* SUPPLIED PASSAGE
------------------------

Variant calling and quality filters

What is the call status of a variant?

Variant calling is the process by which a software program (the variant caller) identifies variants from sequence data. There are different quality metrics associated with each variant which can be used in subsequent steps of the pipeline to assign it a call status. The call status of a variant can be:

  • PASS: all the quality metrics are above the thresholds (i.e. the variant has passed all quality filters).
  • FAIL: the variant has not passed all quality filters.

Quality filters

The quality filters used for germline and somatic analyses are different since we use different variant callers.

Quality filters in germline analyses

The variant caller algorithm used in germline analyses is Sentieon's DNAscope. We apply the following quality filters after the variant calling step:

  • Coverage: number of reads aligned against the variant position. The coverage threshold is different depending on the chemistry of the assay:
    • WGS samples or capture-based sequencing samples (e.g. exome, gene panels): all variants with a coverage lower than 8 reads will be considered as FAIL.

------------------------

* EXERCISES TO COMPLETE
a. Answer these questions from the variant calling page:
(i) What call status does a variant receive when all its quality metrics are above the thresholds?
(ii) Which variant caller is used in germline analyses?
(iii) For WGS samples or capture-based sequencing samples, what coverage makes a variant FAIL?
b. Resume the variant calling page, starting after its last sentence.
None of the rows is needed here.

[Segmentation mask data]

------------------------

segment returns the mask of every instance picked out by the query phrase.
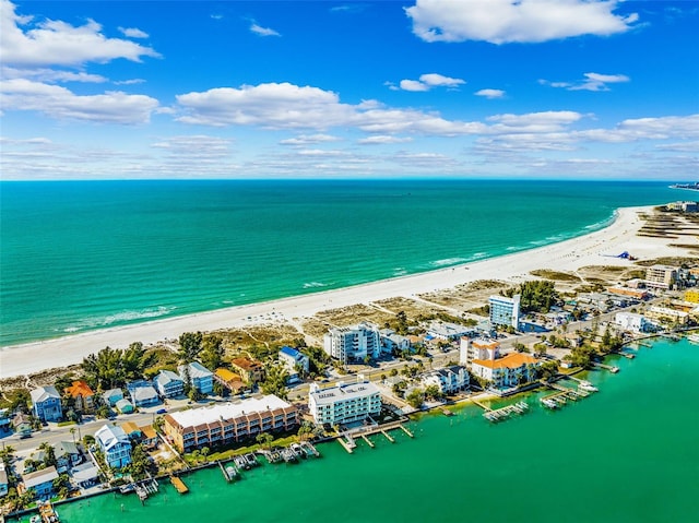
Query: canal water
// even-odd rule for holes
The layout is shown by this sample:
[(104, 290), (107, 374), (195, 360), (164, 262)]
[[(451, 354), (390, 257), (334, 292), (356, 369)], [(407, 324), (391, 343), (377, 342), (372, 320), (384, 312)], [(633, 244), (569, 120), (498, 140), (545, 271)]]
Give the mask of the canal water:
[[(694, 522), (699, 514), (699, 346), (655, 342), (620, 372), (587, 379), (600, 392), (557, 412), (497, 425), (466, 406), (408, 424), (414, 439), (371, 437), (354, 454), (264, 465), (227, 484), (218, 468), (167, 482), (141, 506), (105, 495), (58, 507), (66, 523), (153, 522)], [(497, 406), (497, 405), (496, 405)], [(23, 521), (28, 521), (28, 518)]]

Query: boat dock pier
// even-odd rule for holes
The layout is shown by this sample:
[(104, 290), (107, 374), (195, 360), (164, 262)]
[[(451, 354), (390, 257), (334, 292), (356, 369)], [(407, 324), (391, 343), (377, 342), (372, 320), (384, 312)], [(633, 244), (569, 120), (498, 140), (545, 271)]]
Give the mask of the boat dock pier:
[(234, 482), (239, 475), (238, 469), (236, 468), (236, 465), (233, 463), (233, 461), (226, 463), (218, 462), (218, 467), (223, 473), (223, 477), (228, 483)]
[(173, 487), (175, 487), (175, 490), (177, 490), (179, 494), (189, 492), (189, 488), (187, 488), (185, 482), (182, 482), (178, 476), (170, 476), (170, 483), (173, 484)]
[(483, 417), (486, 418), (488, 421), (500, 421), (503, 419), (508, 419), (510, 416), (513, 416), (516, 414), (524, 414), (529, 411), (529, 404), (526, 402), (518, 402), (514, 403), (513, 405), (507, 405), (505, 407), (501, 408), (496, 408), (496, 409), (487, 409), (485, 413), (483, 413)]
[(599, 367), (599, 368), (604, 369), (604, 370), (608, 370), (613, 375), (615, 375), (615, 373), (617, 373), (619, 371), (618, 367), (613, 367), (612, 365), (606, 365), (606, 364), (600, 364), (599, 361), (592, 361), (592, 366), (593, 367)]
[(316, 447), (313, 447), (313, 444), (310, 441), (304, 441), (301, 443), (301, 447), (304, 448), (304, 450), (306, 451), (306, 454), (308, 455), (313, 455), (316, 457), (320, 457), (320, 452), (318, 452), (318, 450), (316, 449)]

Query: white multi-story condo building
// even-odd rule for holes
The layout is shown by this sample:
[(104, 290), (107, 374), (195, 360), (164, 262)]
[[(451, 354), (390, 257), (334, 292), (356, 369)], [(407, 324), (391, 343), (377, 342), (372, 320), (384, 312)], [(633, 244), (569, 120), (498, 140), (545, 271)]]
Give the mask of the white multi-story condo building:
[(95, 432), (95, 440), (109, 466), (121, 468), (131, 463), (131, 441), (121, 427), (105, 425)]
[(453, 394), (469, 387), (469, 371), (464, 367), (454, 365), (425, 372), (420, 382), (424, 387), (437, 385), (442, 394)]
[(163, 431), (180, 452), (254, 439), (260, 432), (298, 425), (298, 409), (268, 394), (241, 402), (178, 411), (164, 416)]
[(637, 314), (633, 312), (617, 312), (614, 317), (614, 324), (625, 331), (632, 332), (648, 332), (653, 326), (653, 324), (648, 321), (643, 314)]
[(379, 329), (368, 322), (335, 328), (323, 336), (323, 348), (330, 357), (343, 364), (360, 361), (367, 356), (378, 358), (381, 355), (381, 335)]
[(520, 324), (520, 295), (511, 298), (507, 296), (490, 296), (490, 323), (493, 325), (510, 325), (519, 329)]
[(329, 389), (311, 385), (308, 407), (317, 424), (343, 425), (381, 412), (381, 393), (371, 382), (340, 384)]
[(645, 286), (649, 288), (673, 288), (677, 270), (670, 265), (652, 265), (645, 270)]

------------------------

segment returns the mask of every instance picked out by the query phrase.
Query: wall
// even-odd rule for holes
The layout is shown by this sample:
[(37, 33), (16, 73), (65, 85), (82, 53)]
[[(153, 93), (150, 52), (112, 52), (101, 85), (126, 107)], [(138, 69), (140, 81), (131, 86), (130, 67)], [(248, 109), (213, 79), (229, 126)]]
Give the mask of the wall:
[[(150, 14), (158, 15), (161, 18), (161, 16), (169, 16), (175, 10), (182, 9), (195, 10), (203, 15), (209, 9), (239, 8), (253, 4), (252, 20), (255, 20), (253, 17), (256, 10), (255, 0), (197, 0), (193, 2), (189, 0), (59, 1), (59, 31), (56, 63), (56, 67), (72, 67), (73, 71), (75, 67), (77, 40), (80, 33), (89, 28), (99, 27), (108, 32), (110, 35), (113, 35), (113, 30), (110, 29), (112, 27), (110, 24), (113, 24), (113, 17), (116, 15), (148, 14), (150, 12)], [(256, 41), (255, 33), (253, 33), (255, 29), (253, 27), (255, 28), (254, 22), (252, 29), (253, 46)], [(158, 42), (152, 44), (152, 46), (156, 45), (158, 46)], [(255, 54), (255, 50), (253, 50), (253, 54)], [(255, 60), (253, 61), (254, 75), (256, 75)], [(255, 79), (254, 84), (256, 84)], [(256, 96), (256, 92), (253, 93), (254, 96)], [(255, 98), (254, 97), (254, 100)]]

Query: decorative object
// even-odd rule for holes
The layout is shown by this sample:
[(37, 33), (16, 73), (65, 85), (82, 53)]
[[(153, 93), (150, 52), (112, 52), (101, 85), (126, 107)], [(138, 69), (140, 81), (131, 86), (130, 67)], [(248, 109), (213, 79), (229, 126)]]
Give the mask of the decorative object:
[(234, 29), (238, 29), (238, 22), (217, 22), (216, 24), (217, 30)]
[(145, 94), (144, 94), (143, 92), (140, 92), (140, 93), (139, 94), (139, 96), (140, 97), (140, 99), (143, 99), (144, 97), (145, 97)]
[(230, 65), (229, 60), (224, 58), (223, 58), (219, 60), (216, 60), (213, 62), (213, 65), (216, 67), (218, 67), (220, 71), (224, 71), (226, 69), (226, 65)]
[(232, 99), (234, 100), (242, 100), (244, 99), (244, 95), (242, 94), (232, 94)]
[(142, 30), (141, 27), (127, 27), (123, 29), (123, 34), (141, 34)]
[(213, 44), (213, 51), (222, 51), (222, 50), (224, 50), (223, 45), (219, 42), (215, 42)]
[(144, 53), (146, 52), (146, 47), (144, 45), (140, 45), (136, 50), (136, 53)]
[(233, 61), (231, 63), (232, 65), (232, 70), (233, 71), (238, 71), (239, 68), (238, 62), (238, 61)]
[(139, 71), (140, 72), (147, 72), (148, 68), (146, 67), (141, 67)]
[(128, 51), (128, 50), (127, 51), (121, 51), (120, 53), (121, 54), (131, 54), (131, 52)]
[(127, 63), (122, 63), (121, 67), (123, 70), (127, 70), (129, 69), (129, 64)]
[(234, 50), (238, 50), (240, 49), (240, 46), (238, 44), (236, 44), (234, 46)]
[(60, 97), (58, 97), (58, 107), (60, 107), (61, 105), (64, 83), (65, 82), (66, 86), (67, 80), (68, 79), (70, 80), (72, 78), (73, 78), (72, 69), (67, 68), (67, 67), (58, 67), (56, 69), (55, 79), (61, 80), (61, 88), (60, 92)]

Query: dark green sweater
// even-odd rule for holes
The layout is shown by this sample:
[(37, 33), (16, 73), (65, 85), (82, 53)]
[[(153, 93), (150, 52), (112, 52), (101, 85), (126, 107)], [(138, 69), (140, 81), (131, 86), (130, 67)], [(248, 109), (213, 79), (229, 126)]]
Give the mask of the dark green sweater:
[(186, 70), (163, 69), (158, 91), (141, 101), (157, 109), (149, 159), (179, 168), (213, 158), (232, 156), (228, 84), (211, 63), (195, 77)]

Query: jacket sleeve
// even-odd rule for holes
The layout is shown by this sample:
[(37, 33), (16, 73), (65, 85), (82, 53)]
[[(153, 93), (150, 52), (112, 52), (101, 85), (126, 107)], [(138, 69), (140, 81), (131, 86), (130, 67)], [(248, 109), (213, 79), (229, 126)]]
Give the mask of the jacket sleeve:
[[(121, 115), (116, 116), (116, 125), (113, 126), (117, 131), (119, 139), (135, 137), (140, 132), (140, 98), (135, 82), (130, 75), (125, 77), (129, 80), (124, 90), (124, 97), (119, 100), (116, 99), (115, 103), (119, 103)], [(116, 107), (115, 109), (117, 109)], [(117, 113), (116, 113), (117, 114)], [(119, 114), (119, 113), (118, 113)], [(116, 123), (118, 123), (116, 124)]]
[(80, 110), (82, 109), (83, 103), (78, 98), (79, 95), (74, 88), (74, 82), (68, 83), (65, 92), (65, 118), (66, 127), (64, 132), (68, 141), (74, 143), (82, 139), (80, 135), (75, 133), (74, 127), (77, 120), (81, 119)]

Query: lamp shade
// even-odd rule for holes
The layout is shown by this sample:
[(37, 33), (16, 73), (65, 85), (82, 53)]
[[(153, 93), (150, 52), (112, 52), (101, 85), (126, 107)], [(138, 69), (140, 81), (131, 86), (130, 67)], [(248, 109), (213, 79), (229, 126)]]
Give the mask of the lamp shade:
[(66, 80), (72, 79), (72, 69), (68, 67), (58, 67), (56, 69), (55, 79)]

------------------------

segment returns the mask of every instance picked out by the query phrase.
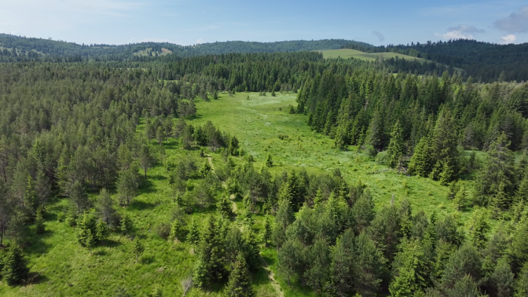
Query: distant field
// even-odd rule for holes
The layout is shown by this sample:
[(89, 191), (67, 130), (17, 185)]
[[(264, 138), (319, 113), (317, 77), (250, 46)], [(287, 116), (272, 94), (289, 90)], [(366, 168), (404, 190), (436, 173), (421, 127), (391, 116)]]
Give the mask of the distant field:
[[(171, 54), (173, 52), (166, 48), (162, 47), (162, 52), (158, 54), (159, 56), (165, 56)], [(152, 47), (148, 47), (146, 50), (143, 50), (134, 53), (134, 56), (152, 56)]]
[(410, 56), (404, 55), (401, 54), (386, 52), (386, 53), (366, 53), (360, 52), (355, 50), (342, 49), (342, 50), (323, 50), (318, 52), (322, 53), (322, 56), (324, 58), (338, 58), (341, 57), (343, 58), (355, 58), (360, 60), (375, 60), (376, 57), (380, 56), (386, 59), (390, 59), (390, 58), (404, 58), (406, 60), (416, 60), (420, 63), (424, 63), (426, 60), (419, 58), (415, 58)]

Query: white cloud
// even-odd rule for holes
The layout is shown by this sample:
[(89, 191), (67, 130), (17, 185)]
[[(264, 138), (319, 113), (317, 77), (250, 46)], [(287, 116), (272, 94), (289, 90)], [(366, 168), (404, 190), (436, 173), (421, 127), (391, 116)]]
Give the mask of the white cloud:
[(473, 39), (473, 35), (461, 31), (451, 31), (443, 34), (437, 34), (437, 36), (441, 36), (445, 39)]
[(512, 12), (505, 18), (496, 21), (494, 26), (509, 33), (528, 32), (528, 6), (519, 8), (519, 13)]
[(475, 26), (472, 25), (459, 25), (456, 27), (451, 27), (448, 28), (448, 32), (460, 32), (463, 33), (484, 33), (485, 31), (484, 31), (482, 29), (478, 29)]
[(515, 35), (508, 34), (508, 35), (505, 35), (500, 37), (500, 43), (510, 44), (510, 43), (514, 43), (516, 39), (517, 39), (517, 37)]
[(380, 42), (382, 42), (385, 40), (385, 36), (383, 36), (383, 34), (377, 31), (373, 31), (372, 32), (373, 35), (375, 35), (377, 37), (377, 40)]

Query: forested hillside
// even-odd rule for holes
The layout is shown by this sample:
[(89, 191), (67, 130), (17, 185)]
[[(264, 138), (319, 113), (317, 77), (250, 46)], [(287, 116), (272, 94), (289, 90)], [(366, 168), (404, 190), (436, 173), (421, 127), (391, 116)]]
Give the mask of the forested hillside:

------------------------

* SET OF ANSWERS
a.
(i) PASS
(ii) Sentieon's DNAscope
(iii) A coverage lower than 8 reads

b.
    • Amplicon samples: all variants with a coverage lower than 100 reads will be considered as FAIL.
  • Quality: the quality score is an internal score calculated by the variant caller algorithm. It can be used to estimate how confident we are that the variant caller has correctly identified a variation in a given genomic position.
    • Single sample analyses: we assign a FAIL call status to the the variants having a QUAL lower than 100 in single sample analyses. The QUAL is the Phred-scaled probability that a REF/ALT polymorphism exists at this site given the sequencing data.
    • Multisample analyses (couple, family trio or generic multisample): we use the GQ (genotype quality) which represents the Phred-scaled confidence that the genotype assignment (GT) is correct. All variants with a GQ lower than 20 will be marked as FAIL. Please bear in mind that the GQ is associated with each sample. For example, a variant called in a trio analysis will have three different GQs, one per each sample. The variant might have a GQ below the threshold in one of the samples while having a GQ above of it in the other samples. In that case, the variant will be marked as "Failed/Not genotyped" in the sample where it had a low GQ and PASS in the others.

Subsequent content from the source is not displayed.